Article:

Annual inflation has hit 6.9 per cent for the year to March 31, the largest movement since a 7.6 per cent annual increase in the year to the June 1990 quarter, StatsNZ said today.
The figure was lower than some economists had feared with forecasts of up to 7.4 per cent.
The New Zealand dollar fell by just over a quarter of a US cent to US67.86c in the minutes after the CPI's release. Bond yields were unchanged.
The quarterly inflation rate was 1.8 per cent.
Food prices rose sharply in the quarter, up 3.1 per cent, influenced by fruit and vegetables (up 9.3 per cent) and grocery food (up 2.4 per cent).
Housing and household utilities rose 1.8 per cent, influenced by home ownership (up 3.5 per cent) and actual rentals for housing (up 1.1 per cent).
Transport rose 3.3 per cent, influenced by private transport supplies and services (up 6.6 per cent) and partly offset by a fall in passenger transport services (down 9 per cent).
The 6.9 per cent annual increase follows an annual increase of 5.9 per cent in the December 2021 quarter.

Written tasks:
a) Using the article, answer each of the following:
(i) What annual increase was recorded in the year to the June 1990 quarter?
(ii) By how much did fruit and vegetable prices rise in the quarter?
(iii) What was the annual increase in the December 2021 quarter?
b) From the article, extract the passage that opens with the words containing "The quarterly inflation" and closes with "2.4 per cent).".

Material provided:
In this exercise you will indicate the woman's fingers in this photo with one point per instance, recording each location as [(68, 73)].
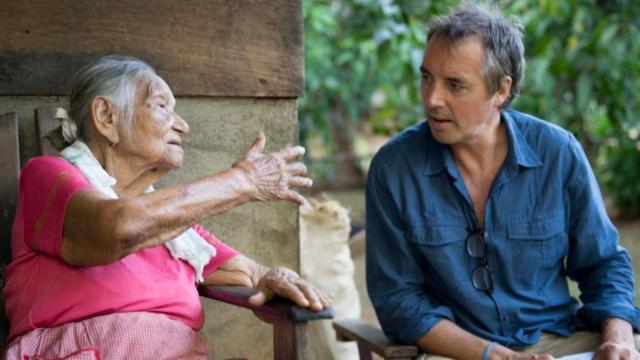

Worked answers:
a)
(i) 7.6 per cent
(ii) 9.3 per cent
(iii) 5.9 per cent

b)
The quarterly inflation rate was 1.8 per cent.
Food prices rose sharply in the quarter, up 3.1 per cent, influenced by fruit and vegetables (up 9.3 per cent) and grocery food (up 2.4 per cent).